◆ **Problem requirements**
Only the lines below from the one that contains "Category: long wavy brown hair" through the one that contains "Category: woman's nose" should appear in your answer, exact and without pictures.

----- Data for review

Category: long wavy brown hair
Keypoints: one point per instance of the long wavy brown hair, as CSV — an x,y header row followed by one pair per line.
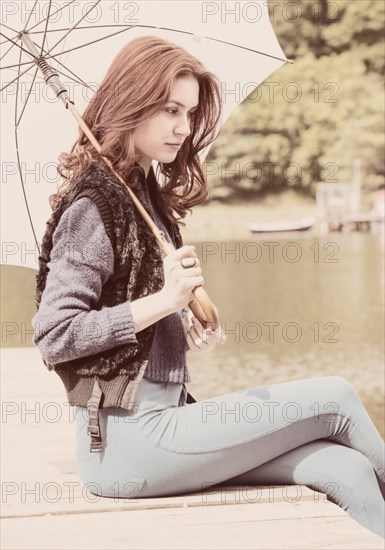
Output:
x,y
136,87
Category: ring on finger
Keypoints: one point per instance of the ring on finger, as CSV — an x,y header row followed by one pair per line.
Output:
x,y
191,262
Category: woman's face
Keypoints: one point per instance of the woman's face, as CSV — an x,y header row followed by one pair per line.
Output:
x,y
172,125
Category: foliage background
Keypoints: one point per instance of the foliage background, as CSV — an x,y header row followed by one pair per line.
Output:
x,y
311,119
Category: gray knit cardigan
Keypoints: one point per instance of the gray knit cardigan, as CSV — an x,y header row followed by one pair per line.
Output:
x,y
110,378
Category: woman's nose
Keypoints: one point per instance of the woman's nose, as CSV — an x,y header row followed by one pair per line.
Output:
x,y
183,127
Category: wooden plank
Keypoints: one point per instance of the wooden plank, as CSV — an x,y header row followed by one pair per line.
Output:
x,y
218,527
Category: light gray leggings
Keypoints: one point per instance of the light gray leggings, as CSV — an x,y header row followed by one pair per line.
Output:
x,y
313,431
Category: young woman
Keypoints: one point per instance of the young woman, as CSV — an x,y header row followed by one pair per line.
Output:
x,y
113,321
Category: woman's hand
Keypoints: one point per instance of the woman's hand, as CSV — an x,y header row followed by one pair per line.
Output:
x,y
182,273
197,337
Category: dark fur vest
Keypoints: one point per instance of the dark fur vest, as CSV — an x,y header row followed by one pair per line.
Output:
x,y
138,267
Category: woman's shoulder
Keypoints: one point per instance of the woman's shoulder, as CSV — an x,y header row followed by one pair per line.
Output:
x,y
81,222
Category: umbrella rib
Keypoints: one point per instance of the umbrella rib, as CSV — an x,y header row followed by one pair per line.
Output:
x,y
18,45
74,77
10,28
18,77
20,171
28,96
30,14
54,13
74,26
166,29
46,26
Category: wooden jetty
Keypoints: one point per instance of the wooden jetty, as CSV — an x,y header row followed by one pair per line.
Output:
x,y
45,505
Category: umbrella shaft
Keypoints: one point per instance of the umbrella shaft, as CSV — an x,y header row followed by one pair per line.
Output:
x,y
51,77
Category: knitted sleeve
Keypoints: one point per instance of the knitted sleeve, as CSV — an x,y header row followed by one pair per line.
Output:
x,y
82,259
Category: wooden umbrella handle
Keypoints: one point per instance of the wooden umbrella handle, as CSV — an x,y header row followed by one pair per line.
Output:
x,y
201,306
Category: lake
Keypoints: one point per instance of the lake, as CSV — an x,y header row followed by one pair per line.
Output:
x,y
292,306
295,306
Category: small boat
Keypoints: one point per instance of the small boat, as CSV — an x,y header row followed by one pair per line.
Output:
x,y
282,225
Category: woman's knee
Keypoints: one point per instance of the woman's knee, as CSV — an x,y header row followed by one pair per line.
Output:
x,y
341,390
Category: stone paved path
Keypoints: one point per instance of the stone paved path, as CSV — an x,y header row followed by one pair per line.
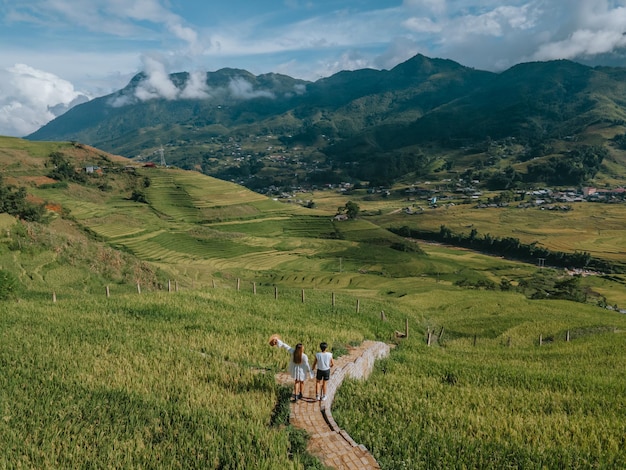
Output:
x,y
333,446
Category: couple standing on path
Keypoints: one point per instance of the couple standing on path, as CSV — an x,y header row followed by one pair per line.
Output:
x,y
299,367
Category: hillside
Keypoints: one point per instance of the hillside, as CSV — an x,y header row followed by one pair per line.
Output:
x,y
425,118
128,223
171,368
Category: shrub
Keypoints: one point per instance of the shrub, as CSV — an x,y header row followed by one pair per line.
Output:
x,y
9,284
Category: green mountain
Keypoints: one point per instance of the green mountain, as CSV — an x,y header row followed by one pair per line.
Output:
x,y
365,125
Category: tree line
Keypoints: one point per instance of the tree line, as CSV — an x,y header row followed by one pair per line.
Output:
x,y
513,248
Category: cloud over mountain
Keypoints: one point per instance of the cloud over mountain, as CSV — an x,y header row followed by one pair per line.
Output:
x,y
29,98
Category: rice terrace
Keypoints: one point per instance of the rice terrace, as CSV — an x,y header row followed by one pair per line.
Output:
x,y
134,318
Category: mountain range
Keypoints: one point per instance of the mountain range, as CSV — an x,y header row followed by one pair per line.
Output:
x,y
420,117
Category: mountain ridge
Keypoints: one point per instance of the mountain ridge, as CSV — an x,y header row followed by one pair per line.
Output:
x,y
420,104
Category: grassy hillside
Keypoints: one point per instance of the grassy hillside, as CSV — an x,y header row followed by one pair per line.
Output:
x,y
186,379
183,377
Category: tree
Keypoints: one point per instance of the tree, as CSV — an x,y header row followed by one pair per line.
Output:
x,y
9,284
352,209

----------
----- Data for review

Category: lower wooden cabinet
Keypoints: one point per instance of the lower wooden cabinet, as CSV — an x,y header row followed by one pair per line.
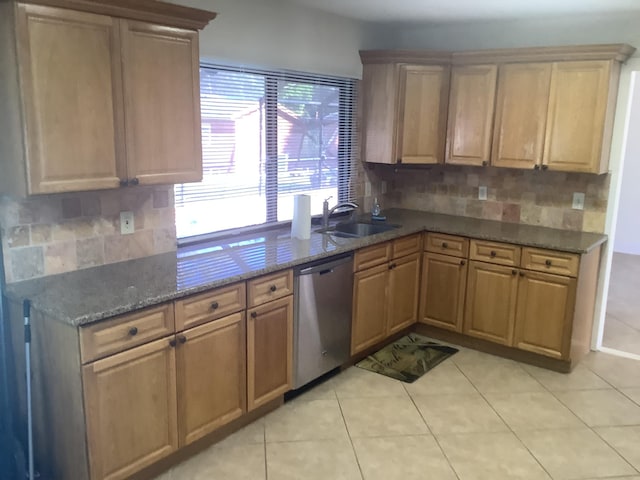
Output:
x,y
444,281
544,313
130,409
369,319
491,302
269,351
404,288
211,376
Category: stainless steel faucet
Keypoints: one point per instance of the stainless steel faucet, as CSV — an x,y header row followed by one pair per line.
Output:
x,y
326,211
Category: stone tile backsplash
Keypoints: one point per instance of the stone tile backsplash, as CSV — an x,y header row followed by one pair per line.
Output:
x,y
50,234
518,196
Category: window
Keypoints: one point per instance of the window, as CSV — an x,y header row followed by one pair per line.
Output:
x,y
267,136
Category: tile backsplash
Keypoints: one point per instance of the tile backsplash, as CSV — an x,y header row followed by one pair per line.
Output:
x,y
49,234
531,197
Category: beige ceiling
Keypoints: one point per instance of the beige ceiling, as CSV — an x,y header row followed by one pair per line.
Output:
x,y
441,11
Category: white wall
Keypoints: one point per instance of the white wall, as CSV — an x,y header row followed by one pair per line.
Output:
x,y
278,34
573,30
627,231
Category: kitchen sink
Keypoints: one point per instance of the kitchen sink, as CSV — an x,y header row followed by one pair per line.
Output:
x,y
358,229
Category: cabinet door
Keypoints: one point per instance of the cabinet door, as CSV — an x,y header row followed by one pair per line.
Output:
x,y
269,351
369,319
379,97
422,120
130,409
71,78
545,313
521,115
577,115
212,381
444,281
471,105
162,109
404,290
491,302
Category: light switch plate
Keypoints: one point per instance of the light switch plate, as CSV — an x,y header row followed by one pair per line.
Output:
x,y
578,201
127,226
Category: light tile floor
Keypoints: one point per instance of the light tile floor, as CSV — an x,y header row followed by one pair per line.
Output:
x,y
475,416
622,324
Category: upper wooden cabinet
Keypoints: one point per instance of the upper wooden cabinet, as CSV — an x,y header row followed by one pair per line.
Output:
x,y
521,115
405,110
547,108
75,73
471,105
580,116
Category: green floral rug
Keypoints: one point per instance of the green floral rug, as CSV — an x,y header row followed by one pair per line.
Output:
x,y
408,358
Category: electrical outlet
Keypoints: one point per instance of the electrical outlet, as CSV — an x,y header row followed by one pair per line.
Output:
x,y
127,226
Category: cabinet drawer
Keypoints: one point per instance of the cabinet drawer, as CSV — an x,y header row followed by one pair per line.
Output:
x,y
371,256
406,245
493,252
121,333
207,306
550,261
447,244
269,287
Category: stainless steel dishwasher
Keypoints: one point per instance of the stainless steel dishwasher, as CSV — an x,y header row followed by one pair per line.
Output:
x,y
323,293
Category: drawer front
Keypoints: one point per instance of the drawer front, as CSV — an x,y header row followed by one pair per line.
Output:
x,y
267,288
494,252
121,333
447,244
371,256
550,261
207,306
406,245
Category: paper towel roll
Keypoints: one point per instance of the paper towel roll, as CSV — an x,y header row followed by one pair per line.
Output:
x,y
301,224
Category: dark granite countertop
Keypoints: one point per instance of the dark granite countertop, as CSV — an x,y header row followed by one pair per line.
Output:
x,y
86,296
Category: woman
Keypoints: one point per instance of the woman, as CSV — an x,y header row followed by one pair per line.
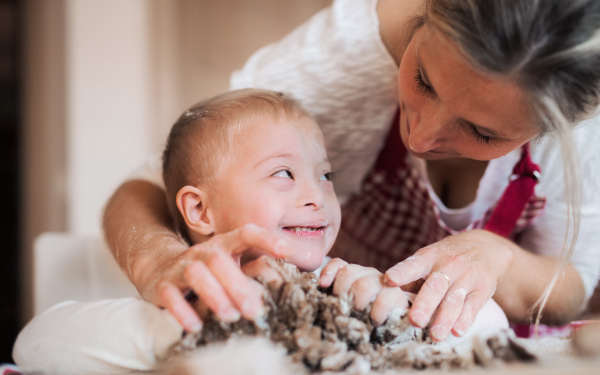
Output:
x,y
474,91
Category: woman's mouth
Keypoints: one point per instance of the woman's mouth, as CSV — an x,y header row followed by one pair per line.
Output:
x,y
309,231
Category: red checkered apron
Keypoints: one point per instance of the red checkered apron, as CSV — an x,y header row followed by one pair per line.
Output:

----------

◆ **Task answer**
Category: long wavy brown hair
Keypoints: one point per instance of the long wavy brown hair, as CSV — an x,y header row followed by one pair per line.
Output:
x,y
136,87
Category: ring on finger
Keypoints: one point per instance of the ring on finger, as CSV — an x,y header row followed by one pair per line.
Output:
x,y
191,262
Category: woman's face
Keypoints: one point per instance of the woman's face, as CSV — an x,y header row followed by one pair per line.
Output:
x,y
172,125
Category: foliage background
Keypoints: one point per instance of the foliage background, as CSV — an x,y header row followed by one pair per line.
Output:
x,y
311,119
Category: gray knit cardigan
Keypoints: one point per instance of the gray knit cardigan, as CSV — an x,y header row followed by one pair per line.
Output:
x,y
110,378
Category: woman's nose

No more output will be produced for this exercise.